┌──
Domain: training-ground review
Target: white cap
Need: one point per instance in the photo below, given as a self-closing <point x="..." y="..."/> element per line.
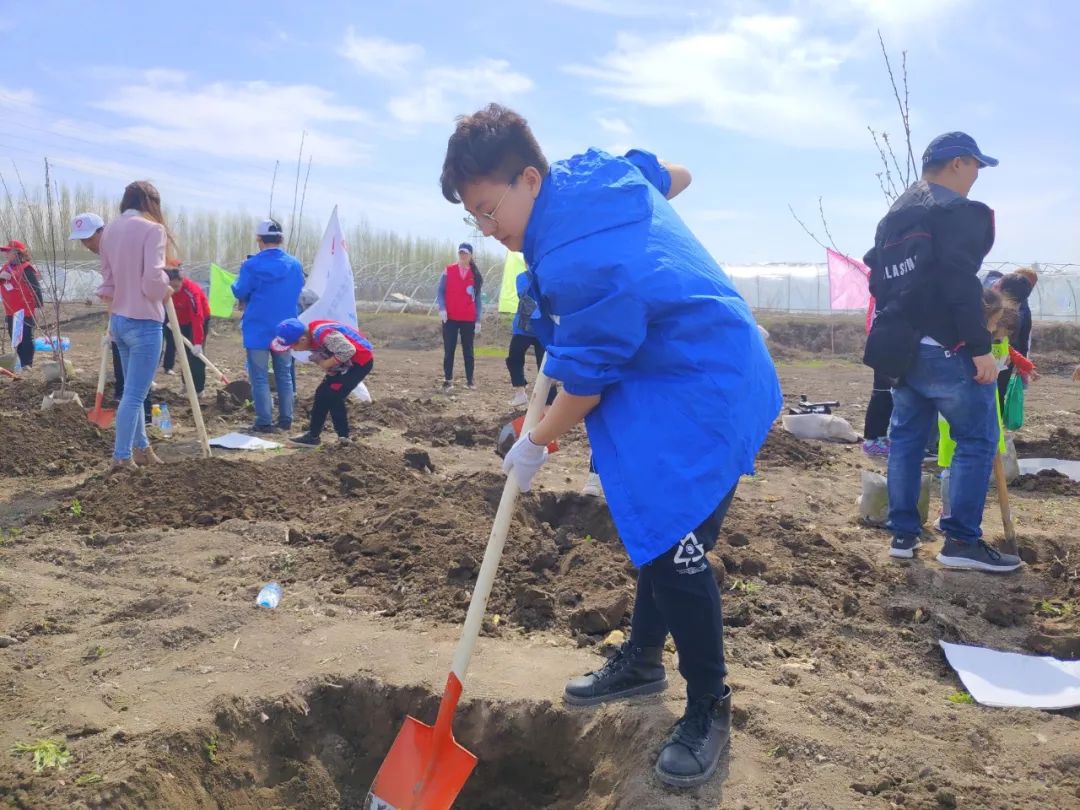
<point x="269" y="228"/>
<point x="85" y="226"/>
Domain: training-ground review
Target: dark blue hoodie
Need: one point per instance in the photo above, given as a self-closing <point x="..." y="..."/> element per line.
<point x="269" y="285"/>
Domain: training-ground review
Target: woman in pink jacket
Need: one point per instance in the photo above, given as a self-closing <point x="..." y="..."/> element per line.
<point x="135" y="286"/>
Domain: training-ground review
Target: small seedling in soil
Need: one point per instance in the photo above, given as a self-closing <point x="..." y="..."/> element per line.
<point x="1053" y="608"/>
<point x="45" y="753"/>
<point x="210" y="748"/>
<point x="745" y="586"/>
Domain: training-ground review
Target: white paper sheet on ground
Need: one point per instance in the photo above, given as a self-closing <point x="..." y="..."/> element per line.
<point x="243" y="442"/>
<point x="1031" y="466"/>
<point x="1010" y="679"/>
└──
Task statement ▸ What you give back should be only the lines of the records above, starting at the line with "Target: dark blue hoodie" and ending at the line with "Target: small seedling in soil", restated word for word.

Task response ▸
Target: dark blue hoodie
Need: one point per instance in the photo above, given as a self-closing <point x="..." y="..."/> element per line.
<point x="269" y="285"/>
Domain: training-ground review
Target: woman in pink jacket
Need: one point per instance in the photo above, given as a self-closing <point x="..." y="..."/> element per line.
<point x="135" y="286"/>
Domain: training-ground review
Target: small seedling in soil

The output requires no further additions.